[Extract to read]
##############################
Timeline
1943
Hanna in Washington
Hanna becomes Stanford’s Director of University Services. He employs his bent for rainmaking to negotiate for Stanford federal contracts for wartime training. His Washington experience sparks his interest in postwar international development, which in turn helps shift the focus of the school toward global concerns.

Grad students make educational toys for war-impoverished South Korean children in 1951 in Paul Hanna's home workshop, left on site by Frank Lloyd Wright's construction workers. Mary-Margaret Scobey, Ed.D ’52, kneeling, later led San Francisco State's childhood education department. Roland Force, ’50, MA ’51, PhD ’58, manning the jigsaw, became director of Hawaii's Bishop Museum and the Smithsonian's Museum of the American Indian.
Stanford News Service
1946
With growing global role, more funding
Eurich helps found the Stanford Research Institute (SRI), a powerful magnet for research dollars that is divested from the university in the 1970s amid concerns over its classified defense work. In 1948, he serves as acting university president after the sudden death of Donald Tresidder.
Hear Eurich's oral history, conducted by the Stanford Historical Society.
1966
'Scholar-doers' for international development education: SIDEC
Prof. Paul Hanna founds the Stanford International Development Education Center (SIDEC) to study education as an aid to economic, political and social progress in developing countries.
SIDEC and its successor master’s and doctoral programs in International Comparative Education (ICE) count among their alumni past presidents of Peru, the Maldives and Guatemala; the adviser of the Secretariat of Public Education in Mexico City; and ministers of education in Tanzania and Kenya as well as policy makers, researchers and education professors across the globe.
1967
Required reading
The Peace Corps sends SIDEC researcher Prof. Robert
Textor’s book Cultural Frontiers of the
Peace Corps to its 10,000 global volunteers.
At SIDEC, Textor developed ethnographic futures research, a way to use the insights of cultural anthropology to study people’s ideas about the future, their values, and their concepts of change.
2000
Gardner Center opens
The John
W. Gardner Center for Youth and their Communities, honoring one of Stanford's most influential alumni, opens with Milbrey McLaughlin as founding director.
As U.S. Secretary of Health, Education and Welfare, Gardner, ’33, MA ’36, founded the Title 1 program for low-income children. He served as president of the Carnegie Corporation; as chair of the National Urban Coalition, and as founder of Common Cause. His views and activism shaped groundbreaking endeavors including the White House Fellows Program, public television and Medicare.
2012
Innovating for Brazil
The school and the Lemann Foundation open the Lemann Center for Educational Entrepreneurship and Innovation in Brazil, a 10-year venture headquartered at CERAS that develops new approaches to learning, especially among low-income students, both in and out of the Brazilian school system.
##############################
[Data extract]

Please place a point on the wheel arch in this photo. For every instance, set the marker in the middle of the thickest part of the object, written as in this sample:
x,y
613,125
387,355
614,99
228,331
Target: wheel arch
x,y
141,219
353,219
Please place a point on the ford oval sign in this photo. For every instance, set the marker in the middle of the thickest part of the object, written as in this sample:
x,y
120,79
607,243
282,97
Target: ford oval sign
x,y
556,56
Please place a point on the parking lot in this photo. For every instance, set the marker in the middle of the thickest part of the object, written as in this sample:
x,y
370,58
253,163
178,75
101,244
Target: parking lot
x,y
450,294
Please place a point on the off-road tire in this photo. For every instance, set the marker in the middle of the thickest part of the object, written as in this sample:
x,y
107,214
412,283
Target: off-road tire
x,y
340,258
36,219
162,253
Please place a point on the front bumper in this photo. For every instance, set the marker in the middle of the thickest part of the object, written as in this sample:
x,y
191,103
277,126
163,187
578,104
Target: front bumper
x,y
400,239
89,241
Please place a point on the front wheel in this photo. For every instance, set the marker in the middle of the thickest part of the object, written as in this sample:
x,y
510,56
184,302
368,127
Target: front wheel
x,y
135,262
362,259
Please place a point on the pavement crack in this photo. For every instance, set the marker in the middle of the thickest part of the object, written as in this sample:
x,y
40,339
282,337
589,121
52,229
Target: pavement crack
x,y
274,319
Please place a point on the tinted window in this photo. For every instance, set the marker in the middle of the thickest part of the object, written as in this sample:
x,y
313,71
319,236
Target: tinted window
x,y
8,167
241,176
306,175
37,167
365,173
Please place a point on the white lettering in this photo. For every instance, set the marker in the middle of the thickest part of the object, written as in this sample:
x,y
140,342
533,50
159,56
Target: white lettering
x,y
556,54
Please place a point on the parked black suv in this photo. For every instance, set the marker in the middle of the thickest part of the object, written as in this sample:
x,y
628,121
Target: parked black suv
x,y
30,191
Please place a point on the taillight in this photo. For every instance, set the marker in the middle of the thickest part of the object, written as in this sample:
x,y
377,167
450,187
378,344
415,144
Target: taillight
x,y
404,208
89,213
##############################
[Check your understanding]
A) According to the timeline, who was the founding director of the John W. Gardner Center for Youth and their Communities?
B) Output the stretch of the timeline from "Hear Eurich's oral" through "in developing countries.", copied word for word.

[Outputs for the tasks]
A) Milbrey McLaughlin

B)
Hear Eurich's oral history, conducted by the Stanford Historical Society.
1966
'Scholar-doers' for international development education: SIDEC
Prof. Paul Hanna founds the Stanford International Development Education Center (SIDEC) to study education as an aid to economic, political and social progress in developing countries.